TEXT EXTRACT:
# New photo style for me.



## MikeinSC (Nov 6, 2015)

At some point in the wee hours of this morning I made a new cradle for photographing the blanks I've been making. 
I cut a few pieces of walnut and brass rod. I then sprinkled half an idea for a shape, added some glue and did some sanding and 45 minutes later had something that held a blank. Then earlier this evening I decided to make a light tent. 

I need to add an additional light. I dusted off an older side light I've used before and almost instantly it smelled like it wanted to burn my house down. So that needs to be replaced. And I feel like the use of one or two flags will be beneficial. 

These are untouched, one light photos. They are pretty close to what I'm looking for but I want to get some feedback from whoever is willing.


----------



## ladycop322 (Nov 6, 2015)

very nice....pics a little yellow not 'white'...but very nice


----------



## MikeinSC (Nov 7, 2015)

WRITTEN TASK 1: Rewrite the forum thread from "These are untouched, one" up to and including "ladycop322 (Nov 6, 2015)", renaming "feedback" to "comments".
The records have no connection to the forum thread.

[Stored data entries]

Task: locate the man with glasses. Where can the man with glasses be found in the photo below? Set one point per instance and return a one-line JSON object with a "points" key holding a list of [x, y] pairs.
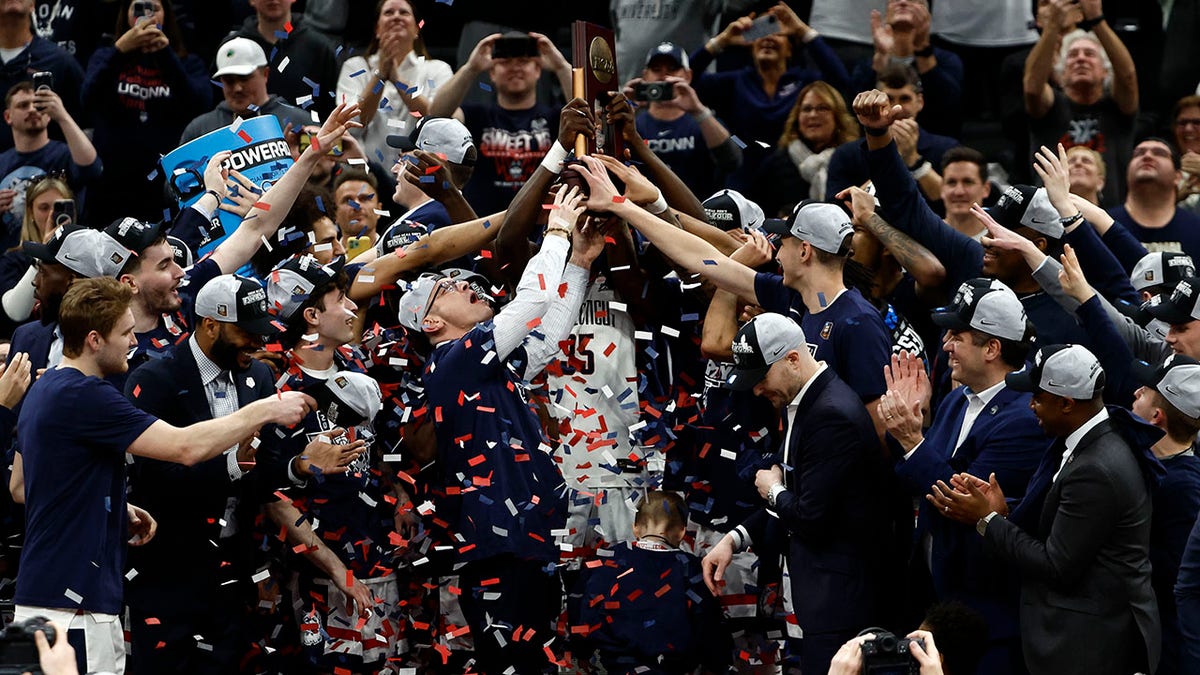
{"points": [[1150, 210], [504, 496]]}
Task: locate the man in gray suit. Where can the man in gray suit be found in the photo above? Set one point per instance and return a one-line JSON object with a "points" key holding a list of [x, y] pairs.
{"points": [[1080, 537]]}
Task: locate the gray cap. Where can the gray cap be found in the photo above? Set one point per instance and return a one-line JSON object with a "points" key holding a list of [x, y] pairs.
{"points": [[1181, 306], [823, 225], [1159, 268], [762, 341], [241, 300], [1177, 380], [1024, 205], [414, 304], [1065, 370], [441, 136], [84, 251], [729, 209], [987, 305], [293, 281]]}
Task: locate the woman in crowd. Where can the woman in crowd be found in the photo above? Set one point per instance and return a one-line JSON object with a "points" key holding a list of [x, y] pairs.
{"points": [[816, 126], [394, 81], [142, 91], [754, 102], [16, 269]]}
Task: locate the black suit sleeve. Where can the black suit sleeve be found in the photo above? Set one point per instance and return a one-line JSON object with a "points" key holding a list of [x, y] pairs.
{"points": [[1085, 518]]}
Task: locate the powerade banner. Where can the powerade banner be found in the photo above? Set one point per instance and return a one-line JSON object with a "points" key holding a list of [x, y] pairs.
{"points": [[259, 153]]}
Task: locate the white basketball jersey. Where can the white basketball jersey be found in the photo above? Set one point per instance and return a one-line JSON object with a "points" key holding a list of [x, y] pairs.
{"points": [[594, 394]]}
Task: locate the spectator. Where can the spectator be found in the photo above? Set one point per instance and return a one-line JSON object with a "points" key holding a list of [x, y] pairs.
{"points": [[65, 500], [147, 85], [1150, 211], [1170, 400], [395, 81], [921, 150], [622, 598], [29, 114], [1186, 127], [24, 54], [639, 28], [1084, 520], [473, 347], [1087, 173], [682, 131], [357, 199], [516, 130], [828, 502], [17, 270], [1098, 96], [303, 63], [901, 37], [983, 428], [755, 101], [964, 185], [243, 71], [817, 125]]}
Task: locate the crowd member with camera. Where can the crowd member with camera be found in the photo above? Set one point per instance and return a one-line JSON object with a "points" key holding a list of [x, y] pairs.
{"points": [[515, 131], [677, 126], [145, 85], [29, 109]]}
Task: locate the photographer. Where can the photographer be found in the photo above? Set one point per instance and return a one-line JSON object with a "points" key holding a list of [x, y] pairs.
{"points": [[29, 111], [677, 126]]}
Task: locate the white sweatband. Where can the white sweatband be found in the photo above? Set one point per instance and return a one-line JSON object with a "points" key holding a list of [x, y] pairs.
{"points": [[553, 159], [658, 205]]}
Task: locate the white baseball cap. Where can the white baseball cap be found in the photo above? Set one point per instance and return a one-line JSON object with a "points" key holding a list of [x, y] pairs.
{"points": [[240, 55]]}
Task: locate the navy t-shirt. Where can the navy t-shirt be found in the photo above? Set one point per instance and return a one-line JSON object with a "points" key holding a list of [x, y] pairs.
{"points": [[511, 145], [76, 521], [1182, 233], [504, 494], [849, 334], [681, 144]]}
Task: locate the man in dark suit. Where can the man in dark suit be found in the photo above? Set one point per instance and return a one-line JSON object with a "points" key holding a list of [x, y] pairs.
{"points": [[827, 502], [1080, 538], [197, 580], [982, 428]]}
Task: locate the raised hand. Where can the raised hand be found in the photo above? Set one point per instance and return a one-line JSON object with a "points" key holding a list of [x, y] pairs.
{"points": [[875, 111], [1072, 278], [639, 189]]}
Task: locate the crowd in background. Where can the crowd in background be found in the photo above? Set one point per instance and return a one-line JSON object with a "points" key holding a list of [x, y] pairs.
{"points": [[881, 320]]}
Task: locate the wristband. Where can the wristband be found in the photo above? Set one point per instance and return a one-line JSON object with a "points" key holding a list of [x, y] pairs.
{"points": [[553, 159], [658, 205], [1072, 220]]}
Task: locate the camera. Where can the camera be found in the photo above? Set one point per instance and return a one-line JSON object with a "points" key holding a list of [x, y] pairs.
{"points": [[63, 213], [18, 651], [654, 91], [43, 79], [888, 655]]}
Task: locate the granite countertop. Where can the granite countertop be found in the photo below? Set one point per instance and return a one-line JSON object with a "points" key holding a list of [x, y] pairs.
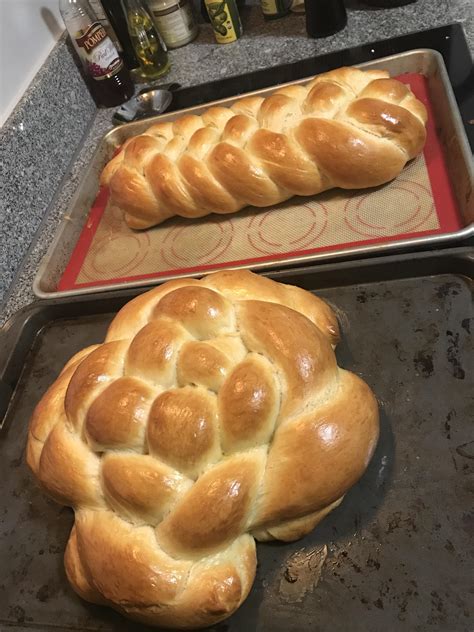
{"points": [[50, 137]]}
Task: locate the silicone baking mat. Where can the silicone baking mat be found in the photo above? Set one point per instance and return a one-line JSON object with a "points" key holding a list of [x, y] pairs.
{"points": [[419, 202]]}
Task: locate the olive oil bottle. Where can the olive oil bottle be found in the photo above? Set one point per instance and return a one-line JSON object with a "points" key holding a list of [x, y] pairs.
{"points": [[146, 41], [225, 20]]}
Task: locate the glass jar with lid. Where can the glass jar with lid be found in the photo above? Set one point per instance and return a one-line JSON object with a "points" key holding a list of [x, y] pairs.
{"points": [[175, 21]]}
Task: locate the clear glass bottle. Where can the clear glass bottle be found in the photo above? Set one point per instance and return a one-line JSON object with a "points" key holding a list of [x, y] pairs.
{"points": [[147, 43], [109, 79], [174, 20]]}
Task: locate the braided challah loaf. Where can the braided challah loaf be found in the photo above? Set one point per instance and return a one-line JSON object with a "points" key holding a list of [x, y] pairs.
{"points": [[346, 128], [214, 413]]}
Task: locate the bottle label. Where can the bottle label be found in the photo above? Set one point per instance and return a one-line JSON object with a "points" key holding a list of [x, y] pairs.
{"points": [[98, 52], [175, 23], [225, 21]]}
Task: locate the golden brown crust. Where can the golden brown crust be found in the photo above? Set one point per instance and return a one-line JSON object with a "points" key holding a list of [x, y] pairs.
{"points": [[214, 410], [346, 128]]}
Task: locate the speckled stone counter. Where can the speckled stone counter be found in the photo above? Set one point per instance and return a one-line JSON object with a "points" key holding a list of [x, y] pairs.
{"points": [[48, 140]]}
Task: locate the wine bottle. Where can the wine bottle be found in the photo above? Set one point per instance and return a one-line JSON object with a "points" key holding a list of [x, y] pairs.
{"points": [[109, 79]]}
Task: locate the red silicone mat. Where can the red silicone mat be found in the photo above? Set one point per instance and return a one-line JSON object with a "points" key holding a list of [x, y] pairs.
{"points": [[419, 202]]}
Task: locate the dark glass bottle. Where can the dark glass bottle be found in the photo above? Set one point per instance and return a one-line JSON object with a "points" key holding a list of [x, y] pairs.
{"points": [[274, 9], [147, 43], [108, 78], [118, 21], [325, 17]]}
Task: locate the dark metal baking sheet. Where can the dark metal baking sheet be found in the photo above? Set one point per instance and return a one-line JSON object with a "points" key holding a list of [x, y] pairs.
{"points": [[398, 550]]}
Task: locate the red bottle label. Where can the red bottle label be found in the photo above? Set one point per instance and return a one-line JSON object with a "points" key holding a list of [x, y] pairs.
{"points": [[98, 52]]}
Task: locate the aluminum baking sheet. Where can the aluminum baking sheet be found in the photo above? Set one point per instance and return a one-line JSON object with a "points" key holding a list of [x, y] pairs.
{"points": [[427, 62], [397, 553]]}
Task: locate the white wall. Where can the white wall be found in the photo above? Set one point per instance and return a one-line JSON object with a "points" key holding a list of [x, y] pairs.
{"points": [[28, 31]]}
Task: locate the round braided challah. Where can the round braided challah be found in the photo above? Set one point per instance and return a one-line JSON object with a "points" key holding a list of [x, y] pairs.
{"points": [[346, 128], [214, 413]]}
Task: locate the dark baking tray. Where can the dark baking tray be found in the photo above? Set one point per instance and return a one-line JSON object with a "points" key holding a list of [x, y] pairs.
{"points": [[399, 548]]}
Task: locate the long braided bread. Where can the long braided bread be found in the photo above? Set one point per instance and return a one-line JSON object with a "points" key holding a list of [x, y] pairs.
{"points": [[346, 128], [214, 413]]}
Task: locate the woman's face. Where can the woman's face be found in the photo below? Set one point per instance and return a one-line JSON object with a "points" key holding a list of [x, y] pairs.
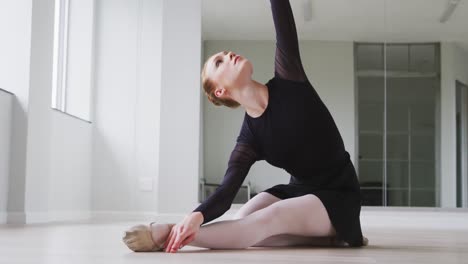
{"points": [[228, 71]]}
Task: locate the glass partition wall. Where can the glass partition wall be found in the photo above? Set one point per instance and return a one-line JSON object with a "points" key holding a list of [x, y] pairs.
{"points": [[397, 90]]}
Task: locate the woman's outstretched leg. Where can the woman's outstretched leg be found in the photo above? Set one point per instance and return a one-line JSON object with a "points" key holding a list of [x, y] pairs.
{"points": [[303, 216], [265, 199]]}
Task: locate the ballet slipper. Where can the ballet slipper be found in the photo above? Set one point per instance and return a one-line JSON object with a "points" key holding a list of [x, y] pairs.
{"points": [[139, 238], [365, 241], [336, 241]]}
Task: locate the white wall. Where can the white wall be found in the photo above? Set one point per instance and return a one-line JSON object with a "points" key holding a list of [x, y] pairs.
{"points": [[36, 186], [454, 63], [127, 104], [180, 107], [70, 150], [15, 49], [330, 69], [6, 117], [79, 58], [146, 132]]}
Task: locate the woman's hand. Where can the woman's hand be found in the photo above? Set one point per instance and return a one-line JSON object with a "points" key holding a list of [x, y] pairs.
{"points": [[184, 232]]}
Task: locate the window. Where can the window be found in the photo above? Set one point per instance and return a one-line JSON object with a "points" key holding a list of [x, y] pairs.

WRITTEN TASK 2: Locate each line of the records that contains the string "gray" and copy those lines. Case counts.

FINAL ANSWER 1:
These are untouched, one light photos. They are pretty close to what I'm looking for but I want to get some comments from whoever is willing.


----------



## ladycop322 (Nov 6, 2015)

FINAL ANSWER 2:
Task: locate the man in gray suit. Where can the man in gray suit be found in the photo above? Set one point per instance and return a one-line JSON object with a "points" key holding a list of [x, y] pairs.
Task: locate the gray cap. Where can the gray cap be found in the photo above? Set one point per instance and return a one-line JSON object with a "points" key holding a list of [x, y] pairs.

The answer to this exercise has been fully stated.